▶ **Provided text**:
|---|

Returning to the issue of propaganda and communion, the Cuban Government was very fortunate when in 1965 the State Department prevented Fischer from traveling to Havana, which gave rise to en unprecedented remote Capablanca match, with the American playing from the Marshall Chess Club in New York. It was then that the famous exchange of letters between Fischer and Fidel Castro took place, in which Fischer threatened to abandon the competition if Castro did not retract alleged statements that he was glad that Fischer did not receive a travel permit. Castro denied that he had ever made such statements and Fischer participated in the Capablanca long distance, an unprecedented development in the history of chess.

The 1966 Chess Olympiad was the first event held in Cuba in which a US master team participated; not a group of university students, but the best of the best – with the very singular characteristic that there was no distinction made between professionals and amateurs. In Cuba, in 1962, the populace did not know that there were cash prizes for the winners of the Capablanca tournaments, and even for the participants. The highest payment was received by Fischer when, for taking part in the Capablanca in 1965, long distance, he received 3,000 dollars, according to his biographer, Frank Brady, a very respected figure in American chess circles.

The decision to conceal the fact that the Capablanca tournaments were essentially a professional competition was made as a result of Fidel Castro decreeing the end of professional sports in Cuba. It was very difficult to explain why, in chess, at least in the Capablanca tournaments, that political directive was not followed. In this Cuba took a page from the 1925 Soviet maneuver when, to achieve a propaganda triumph, the Kremlin authorized that 5,000 dollars be paid to Capablanca to attend the Moscow tournament, a fact documented by the New York Times.

The Soviets were then clear favorites in the Olympiad, as well as ideological allies of the Cuban government. You were there. What was the relationship like between the people in Cuba and Fischer, and vice versa, his relationship with his hosts?

|---|

▶ **Problem set**:
**a.** Decide whether each statement below agrees with the text on Fischer and Cuban chess. Answer yes or no for each, and quote the words of the text that decide it.
(i) Fischer received 3,000 dollars for the 1965 Capablanca, according to Frank Brady.
(ii) The Kremlin authorized a payment of 10,000 dollars to Capablanca to attend the Moscow tournament.
(iii) In 1965 Fischer played from the Marshall Chess Club in New York.
**b.** Resume the text on Fischer and Cuban chess, starting after its final sentence.
The lines that follow the text are separate material.

▶ **Stored data**:
|---|

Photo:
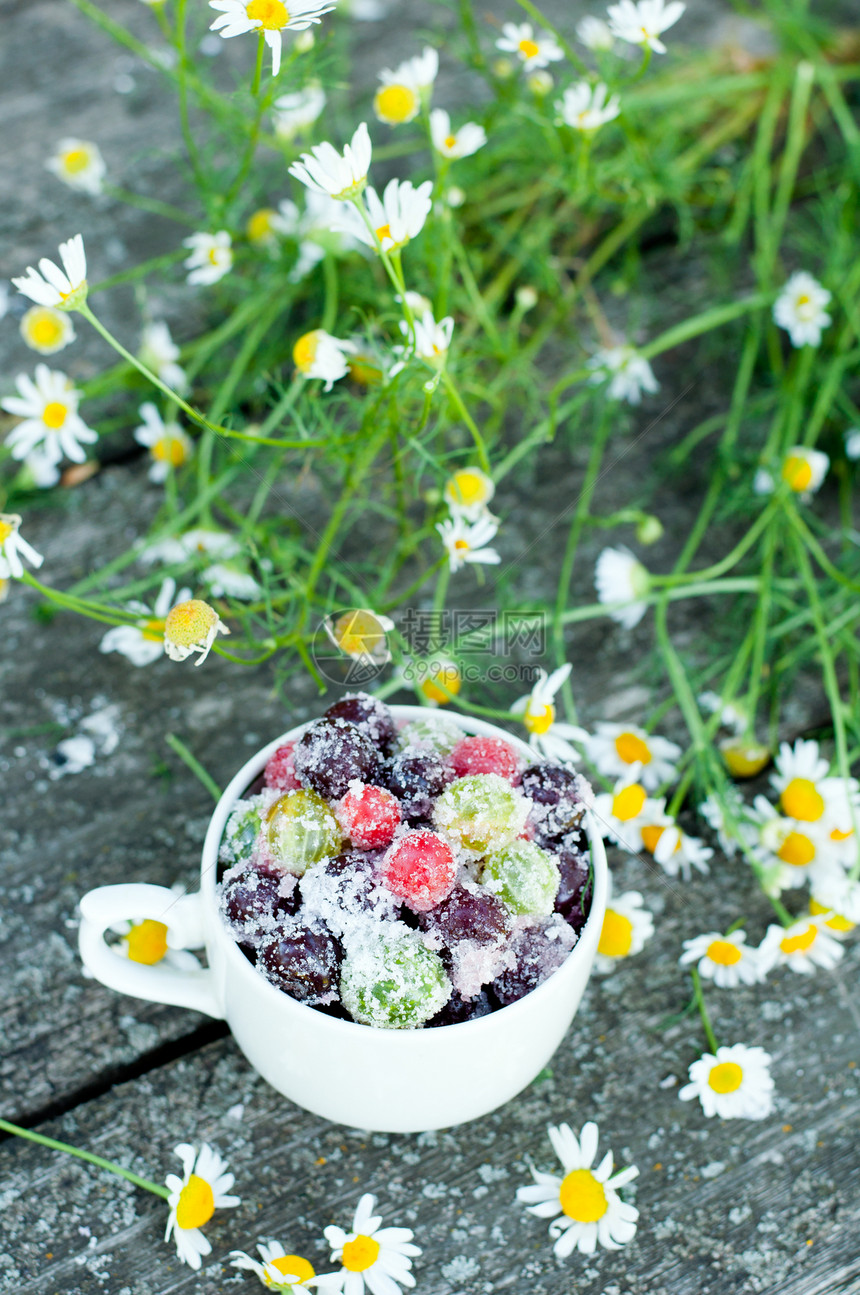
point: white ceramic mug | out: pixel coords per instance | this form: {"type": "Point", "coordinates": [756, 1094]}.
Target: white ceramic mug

|---|

▶ **Exercise responses**:
**a.**
(i) Yes: "he received 3,000 dollars, according to his biographer, Frank Brady"
(ii) No: "the Kremlin authorized that 5,000 dollars be paid to Capablanca"
(iii) Yes: "with the American playing from the Marshall Chess Club in New York"

**b.**
Fischer was, for much of his life, a tormented figure, a kind of Van Gogh of chess. But that state of angst seemed to disappear in Havana. In 1956, when he first visited, then a 12-year-old boy, he came to play street ball with other children from the Cuatro Caminos neighborhood, which was where he stayed with his mother, at the home of Ramón Bravo, the director of the Club Capablanca, on the Calle Belascoaín, No. 1162.

Later, when he returned, in 1966, Fischer seemed comfortable. He signed autographs and praised the lighting in the game room, and, especially, the tables, which were specially made just for the Olympiad. That is, his behavior in Cuba was markedly different from that in other places. There was even a rapprochement between him and Fidel Castro – though it was of no use to him when, from a jail in Tokyo, in 2002, he asked Cuba for political asylum, an appeal that was never answered.

Something that is evident in his book is the enthusiasm and level of Cuban chess during the first half of the 20th century, and the strength of civil society, with the Capablanca Club both hosting and visiting clubs in the United States...

The Chess Club of Havana achieved what no other nation in the Americas did, except the United States: it managed to hold two world championships at a time when Cuba was still an overseas province of Spain, or a colony, as it was known. It is not that the game was widely played. Rather, several wealthy backers helped to fund these events, and to invite the best players of the era to play in Havana, such that then world champion Wilhem (William) Steinitz called Havana the chess dorado, or mecca.

In 1892 practice of the game had extended considerably, according to Steinitz himself, compared to what he observed during his first visit to the island in 1883.

Then, in the years of the Republic, there were several spikes of interest in the game: the first in 1912, as a result of Capablanca's victory at the San Sebastian tournament of 1911; and later, due to Capablanca's participation in tours of inland areas across the country. After the death of the Cuban world champion, in 1942, the Capablanca Club, founded by President Grau in 1947, was the main promoter of chess on the island. As you point out, he invited teachers to Havana, and organized tours of the United States.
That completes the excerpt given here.